* _Exercise directions_
Return every line of the data below that contains the string "sign", copied without changes.

* _Records for the exercise_
"""

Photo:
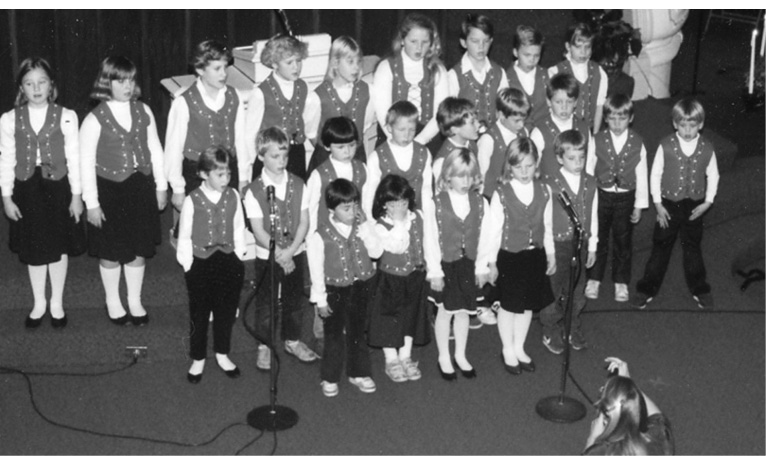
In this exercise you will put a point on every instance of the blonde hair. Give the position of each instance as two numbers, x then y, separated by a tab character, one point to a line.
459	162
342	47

"""
"""

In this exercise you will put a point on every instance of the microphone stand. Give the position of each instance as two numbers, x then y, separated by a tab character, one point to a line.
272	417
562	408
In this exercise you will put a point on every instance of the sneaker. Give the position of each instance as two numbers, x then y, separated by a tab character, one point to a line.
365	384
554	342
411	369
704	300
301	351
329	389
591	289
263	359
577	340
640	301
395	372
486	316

"""
"""

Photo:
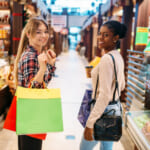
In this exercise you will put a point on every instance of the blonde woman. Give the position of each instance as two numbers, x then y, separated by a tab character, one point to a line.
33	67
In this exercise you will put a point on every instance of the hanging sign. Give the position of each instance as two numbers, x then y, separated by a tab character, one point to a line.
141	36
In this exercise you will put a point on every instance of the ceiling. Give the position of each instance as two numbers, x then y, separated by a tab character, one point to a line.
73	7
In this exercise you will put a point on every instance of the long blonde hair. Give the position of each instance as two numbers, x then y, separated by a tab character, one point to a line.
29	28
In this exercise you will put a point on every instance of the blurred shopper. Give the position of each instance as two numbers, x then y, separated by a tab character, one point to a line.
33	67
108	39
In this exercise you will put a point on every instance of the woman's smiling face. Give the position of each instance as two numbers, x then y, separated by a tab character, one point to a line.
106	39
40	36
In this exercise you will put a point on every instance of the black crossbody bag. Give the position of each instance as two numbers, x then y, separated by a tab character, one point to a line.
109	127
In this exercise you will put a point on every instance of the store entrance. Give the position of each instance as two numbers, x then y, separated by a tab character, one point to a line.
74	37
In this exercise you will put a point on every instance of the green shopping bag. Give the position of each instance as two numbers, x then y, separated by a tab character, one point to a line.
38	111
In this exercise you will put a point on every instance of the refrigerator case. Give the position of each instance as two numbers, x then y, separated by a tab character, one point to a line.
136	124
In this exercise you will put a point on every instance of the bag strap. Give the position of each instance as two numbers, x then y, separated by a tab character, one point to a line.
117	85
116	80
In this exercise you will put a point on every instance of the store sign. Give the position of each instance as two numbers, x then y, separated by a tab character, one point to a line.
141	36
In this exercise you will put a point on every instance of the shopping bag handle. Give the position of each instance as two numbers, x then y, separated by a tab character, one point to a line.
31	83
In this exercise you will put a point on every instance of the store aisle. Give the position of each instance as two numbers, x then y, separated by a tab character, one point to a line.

"""

* _Correct result_
In this exercise you will put a point on every instance of the hanging sign. Give the position of each instance as two numbers, x then y, separated by a tab character, one point to a line.
In this exercise you will put a point on every instance of the store sign. Give the position of each instance as two numbers, x then y, separated by a tab character, one point to a line.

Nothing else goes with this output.